RECORD EXTRACTS:
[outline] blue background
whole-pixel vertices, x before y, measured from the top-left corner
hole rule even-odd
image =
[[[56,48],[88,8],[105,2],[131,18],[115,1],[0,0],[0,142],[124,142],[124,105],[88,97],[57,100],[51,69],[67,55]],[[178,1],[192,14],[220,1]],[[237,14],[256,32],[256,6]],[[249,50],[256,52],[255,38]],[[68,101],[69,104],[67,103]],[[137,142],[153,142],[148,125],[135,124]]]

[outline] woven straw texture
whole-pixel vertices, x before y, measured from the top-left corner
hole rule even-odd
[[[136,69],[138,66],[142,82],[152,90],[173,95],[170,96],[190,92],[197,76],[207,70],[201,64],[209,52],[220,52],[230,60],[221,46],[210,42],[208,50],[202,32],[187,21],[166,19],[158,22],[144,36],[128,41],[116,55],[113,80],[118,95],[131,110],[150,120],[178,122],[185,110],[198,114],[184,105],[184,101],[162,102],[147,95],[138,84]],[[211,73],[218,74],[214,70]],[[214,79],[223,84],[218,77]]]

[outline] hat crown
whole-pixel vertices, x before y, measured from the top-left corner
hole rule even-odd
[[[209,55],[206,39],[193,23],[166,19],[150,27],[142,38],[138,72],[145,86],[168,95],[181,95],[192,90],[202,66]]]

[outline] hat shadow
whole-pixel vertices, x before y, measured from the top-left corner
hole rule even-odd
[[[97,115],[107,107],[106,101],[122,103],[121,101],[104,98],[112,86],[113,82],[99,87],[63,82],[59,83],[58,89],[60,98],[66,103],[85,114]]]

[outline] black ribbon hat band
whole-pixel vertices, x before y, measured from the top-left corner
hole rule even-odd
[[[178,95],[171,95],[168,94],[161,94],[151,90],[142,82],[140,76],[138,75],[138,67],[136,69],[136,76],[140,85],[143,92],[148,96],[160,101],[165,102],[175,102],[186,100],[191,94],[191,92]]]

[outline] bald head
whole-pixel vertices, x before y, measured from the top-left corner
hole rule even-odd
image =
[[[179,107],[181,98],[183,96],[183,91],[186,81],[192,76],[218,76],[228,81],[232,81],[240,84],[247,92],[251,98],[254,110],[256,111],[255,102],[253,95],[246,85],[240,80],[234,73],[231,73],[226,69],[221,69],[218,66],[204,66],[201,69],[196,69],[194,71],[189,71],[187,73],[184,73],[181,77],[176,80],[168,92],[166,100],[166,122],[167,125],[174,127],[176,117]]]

GOAL: Rewrite the listing from the line with "[outline] bald head" through the end, changing "bald head" to "shaved head" and leaving everything else the same.

ANSWER TO THIS TASK:
[outline] shaved head
whole-pixel vertices, x before y, measured from the top-left corner
hole rule even-odd
image =
[[[179,107],[181,98],[183,96],[183,91],[186,81],[192,76],[218,76],[228,81],[232,81],[240,84],[247,92],[251,98],[254,110],[256,111],[255,102],[253,95],[246,85],[240,80],[234,73],[231,73],[226,69],[221,69],[218,66],[204,66],[201,69],[196,69],[194,71],[189,71],[187,73],[184,73],[181,77],[176,80],[168,92],[166,100],[166,122],[167,125],[174,127],[176,117]]]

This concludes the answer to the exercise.